_Reading passage_
-- -- --

FILED
United States Court of Appeals
UNITED STATES COURT OF APPEALS Tenth Circuit
TENTH CIRCUIT February 4, 2014
Elisabeth A. Shumaker
Clerk of Court
MIKEAL STINE,
Petitioner - Appellant,
v. No. 13-1477
(D.C. No. 1:13-CV-02997-LTB)
DAVID BERKEBILE, (D. Colo.)
Respondent - Appellee.
ORDER AND JUDGMENT*
Before KELLY, HOLMES, and MATHESON, Circuit Judges.
Mikeal Glenn Stine appeals from the district court’s denial of his habeas petition
under 28 U.S.C. § 2241 and dismissal of his case. Mr. Stine seeks to proceed in forma
pauperis (“ifp”).
*After examining Appellant’s brief and the appellate record, this panel has
determined unanimously that oral argument would not materially assist the determination
of this appeal. See Fed. R. App. P. 34(a)(2) and 10th Cir. R. 34.1(G). The case is
therefore ordered submitted without oral argument. This order and judgment is not
binding precedent, except under the doctrines of law of the case, res judicata, and
collateral estoppel. It may be cited, however, for its persuasive value consistent with Fed.
R. App. P. 32.1 and 10th Cir. R. 32.1.
Exercising jurisdiction under 28 U.S.C. § 1291, we affirm the district court’s
denial of Mr. Stine’s petition and dismissal of his case. We deny Mr. Stine’s motion to
proceed ifp.
I. BACKGROUND
Mr. Stine is imprisoned at the United States Penitentiary Administrative
Maximum Prison (“ADMAX”) in Colorado based on his convictions for bank robbery
and escape from prison. Mr. Stine is subject to sanctions under the three strikes provision
of the Prison Litigation Reform Act (“PLRA”), which requires Mr. Stine to fully pre-pay
any filing fees before filing a civil action or appealing from a decision therein, unless he
is in imminent danger of serious physical injury. See 28 U.S.C. § 1915(g). Mr. Stine is
also judicially restricted from filing pro se civil suits without first meeting certain
requirements, such as seeking leave to file and having his proposed suit reviewed to
determine if it is frivolous or abusive.

-- -- --

_Provided data_
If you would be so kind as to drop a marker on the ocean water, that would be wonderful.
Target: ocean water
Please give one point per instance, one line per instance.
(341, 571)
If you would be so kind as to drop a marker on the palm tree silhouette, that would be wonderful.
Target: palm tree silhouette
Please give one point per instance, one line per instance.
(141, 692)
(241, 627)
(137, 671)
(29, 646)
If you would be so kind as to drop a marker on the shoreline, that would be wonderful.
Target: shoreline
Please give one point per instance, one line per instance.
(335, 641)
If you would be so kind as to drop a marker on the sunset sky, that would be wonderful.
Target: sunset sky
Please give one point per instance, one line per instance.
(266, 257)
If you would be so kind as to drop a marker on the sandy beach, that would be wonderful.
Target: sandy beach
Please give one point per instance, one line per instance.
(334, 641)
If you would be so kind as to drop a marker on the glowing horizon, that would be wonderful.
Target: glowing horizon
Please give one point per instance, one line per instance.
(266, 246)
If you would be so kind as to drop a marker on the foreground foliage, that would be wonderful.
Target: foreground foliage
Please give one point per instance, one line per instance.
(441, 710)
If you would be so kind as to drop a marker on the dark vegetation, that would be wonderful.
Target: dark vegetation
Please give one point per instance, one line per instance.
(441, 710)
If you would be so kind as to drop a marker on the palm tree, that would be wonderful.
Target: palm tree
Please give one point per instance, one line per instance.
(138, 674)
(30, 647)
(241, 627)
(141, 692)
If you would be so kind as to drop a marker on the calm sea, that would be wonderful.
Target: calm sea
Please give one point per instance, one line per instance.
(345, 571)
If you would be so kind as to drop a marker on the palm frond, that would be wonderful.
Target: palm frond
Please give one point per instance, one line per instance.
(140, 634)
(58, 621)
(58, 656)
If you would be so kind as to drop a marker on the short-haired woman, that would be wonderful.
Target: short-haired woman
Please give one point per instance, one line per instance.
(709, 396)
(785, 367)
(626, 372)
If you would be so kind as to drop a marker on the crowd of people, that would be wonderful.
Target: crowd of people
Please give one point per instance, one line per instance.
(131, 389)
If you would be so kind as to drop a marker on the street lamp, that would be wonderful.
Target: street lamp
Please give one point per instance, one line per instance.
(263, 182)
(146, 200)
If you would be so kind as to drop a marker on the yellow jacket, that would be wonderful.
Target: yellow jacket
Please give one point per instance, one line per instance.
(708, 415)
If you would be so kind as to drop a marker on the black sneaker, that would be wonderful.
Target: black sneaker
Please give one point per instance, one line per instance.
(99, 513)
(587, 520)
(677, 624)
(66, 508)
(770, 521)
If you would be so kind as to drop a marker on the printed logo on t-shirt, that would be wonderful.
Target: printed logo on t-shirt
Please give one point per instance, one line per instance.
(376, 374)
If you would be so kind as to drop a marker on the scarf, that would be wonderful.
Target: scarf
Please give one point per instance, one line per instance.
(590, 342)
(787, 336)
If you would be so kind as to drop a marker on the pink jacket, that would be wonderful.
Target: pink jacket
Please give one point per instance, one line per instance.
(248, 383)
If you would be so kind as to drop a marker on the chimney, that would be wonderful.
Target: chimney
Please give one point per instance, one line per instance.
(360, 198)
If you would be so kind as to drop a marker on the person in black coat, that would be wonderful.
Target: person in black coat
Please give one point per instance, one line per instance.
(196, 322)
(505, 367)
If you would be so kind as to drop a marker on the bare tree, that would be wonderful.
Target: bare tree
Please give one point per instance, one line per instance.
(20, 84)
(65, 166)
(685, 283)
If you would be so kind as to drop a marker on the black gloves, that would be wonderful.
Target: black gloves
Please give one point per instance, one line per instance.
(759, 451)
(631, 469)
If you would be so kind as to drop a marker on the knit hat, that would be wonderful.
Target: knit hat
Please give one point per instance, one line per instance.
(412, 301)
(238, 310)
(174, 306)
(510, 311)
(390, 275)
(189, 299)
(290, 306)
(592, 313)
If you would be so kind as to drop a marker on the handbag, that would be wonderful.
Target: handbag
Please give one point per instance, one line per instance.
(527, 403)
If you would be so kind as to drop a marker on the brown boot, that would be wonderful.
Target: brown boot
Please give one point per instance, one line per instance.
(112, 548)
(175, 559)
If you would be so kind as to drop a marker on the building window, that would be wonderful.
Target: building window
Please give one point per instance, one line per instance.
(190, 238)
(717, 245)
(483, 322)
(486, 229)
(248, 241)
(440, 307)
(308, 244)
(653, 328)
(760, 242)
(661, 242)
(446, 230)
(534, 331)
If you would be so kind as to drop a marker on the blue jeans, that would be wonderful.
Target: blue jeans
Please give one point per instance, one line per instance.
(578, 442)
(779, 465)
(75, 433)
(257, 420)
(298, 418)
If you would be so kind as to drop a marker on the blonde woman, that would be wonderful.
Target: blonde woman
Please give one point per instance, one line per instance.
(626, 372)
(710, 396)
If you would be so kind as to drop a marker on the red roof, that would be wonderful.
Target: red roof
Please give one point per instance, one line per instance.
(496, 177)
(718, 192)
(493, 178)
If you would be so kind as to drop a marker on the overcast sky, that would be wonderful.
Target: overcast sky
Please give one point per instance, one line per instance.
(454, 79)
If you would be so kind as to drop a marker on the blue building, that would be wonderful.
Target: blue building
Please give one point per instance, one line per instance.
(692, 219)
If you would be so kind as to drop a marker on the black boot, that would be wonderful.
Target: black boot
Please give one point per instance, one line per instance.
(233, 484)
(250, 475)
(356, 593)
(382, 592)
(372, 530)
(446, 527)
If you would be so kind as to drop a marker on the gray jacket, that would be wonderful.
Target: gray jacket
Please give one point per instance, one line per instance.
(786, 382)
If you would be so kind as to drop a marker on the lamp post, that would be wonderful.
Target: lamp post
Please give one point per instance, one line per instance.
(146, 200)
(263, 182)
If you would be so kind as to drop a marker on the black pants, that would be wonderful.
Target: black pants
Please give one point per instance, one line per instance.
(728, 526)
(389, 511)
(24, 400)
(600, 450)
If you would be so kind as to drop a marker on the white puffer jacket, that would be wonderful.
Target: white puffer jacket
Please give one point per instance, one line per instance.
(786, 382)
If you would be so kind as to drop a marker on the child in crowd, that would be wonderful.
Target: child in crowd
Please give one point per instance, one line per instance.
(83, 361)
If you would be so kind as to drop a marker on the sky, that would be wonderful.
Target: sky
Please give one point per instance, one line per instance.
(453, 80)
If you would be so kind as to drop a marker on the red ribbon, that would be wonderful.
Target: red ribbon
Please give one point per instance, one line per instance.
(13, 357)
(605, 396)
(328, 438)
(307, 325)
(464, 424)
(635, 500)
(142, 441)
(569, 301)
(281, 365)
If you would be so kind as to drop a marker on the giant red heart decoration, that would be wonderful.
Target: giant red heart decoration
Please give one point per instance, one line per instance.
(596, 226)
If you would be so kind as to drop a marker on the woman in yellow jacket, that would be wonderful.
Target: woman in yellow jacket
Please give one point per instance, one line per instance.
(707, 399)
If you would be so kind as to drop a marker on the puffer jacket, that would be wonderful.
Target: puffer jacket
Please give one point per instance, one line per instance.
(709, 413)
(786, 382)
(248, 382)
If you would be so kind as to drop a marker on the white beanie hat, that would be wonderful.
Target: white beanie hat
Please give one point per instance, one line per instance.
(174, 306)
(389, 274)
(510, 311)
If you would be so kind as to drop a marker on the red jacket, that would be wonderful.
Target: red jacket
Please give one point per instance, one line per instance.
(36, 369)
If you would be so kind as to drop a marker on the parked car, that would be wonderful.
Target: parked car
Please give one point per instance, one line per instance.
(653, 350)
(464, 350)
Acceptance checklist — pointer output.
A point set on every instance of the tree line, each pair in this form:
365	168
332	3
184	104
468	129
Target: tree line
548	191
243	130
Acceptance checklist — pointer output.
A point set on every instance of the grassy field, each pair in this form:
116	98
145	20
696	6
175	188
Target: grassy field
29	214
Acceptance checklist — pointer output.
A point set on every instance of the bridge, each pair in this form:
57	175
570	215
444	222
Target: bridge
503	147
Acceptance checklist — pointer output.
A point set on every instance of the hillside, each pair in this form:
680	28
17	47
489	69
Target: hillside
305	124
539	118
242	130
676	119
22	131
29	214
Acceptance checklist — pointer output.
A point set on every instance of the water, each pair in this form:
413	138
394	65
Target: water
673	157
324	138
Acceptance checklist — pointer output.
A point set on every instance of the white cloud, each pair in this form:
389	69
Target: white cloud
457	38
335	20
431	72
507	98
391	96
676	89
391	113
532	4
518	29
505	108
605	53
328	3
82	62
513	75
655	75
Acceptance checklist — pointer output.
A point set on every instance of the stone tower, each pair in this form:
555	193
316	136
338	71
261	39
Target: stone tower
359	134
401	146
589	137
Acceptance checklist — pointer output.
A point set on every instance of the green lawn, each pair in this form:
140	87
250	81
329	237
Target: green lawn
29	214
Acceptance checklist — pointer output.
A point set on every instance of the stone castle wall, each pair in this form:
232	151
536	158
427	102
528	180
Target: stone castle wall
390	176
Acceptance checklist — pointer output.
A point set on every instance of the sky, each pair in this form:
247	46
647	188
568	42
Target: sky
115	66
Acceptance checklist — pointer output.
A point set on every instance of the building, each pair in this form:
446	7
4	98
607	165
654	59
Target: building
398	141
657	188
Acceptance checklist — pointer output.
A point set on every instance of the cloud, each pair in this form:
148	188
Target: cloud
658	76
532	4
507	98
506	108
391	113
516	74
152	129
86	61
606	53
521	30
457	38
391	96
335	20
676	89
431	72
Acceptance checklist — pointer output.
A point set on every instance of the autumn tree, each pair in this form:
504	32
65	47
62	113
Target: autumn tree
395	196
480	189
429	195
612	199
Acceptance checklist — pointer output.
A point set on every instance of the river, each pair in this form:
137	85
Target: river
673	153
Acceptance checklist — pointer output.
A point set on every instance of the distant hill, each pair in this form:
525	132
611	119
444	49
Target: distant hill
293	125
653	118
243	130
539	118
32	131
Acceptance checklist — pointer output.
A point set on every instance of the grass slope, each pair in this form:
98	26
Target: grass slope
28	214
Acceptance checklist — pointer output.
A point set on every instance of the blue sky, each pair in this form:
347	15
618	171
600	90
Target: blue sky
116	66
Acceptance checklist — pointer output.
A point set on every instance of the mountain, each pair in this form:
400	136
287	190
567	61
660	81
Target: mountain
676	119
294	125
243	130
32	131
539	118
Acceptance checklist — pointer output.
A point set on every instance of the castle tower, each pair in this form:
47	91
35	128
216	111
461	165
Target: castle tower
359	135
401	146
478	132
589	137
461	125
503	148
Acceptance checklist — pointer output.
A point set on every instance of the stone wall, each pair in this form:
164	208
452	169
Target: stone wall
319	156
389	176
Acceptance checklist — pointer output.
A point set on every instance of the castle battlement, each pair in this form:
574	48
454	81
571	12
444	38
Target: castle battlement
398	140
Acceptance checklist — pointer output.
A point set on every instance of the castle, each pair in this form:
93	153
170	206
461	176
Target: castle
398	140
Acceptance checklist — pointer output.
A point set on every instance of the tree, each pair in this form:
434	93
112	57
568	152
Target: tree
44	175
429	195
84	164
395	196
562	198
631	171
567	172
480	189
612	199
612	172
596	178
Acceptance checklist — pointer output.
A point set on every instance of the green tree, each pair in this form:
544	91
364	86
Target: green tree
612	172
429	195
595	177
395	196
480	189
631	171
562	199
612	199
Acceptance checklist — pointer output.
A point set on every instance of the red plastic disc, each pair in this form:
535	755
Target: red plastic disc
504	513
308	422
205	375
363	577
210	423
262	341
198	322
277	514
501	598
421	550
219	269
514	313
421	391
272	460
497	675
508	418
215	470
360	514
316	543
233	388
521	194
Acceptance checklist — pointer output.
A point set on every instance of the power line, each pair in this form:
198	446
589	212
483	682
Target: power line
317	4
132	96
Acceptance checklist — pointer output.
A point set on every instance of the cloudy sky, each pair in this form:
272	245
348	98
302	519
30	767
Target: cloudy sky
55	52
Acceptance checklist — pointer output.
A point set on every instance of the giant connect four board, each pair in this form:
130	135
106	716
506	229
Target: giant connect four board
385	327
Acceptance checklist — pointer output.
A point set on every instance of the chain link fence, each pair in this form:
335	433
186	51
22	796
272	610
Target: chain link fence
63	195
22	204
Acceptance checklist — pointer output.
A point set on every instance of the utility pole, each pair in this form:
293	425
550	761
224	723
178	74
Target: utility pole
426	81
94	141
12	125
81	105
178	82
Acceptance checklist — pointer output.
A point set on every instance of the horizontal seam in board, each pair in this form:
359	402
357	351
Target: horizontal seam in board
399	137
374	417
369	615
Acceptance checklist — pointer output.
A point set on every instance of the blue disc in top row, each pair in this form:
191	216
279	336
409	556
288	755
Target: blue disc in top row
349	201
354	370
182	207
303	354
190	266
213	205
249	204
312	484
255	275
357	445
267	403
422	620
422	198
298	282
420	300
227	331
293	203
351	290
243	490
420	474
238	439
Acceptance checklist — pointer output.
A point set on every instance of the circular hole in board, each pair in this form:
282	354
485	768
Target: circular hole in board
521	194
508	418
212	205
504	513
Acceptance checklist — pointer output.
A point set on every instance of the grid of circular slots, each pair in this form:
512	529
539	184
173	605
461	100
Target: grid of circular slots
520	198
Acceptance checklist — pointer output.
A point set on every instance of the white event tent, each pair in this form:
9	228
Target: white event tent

-- -- --

_Work to be completed_
Write out the court order from "Respondent - Appellee." up to and including "Cir. R. 32.1.". None of the lines are needed for what comes next.

_Output for this task_
Respondent - Appellee.
ORDER AND JUDGMENT*
Before KELLY, HOLMES, and MATHESON, Circuit Judges.
Mikeal Glenn Stine appeals from the district court’s denial of his habeas petition
under 28 U.S.C. § 2241 and dismissal of his case. Mr. Stine seeks to proceed in forma
pauperis (“ifp”).
*After examining Appellant’s brief and the appellate record, this panel has
determined unanimously that oral argument would not materially assist the determination
of this appeal. See Fed. R. App. P. 34(a)(2) and 10th Cir. R. 34.1(G). The case is
therefore ordered submitted without oral argument. This order and judgment is not
binding precedent, except under the doctrines of law of the case, res judicata, and
collateral estoppel. It may be cited, however, for its persuasive value consistent with Fed.
R. App. P. 32.1 and 10th Cir. R. 32.1.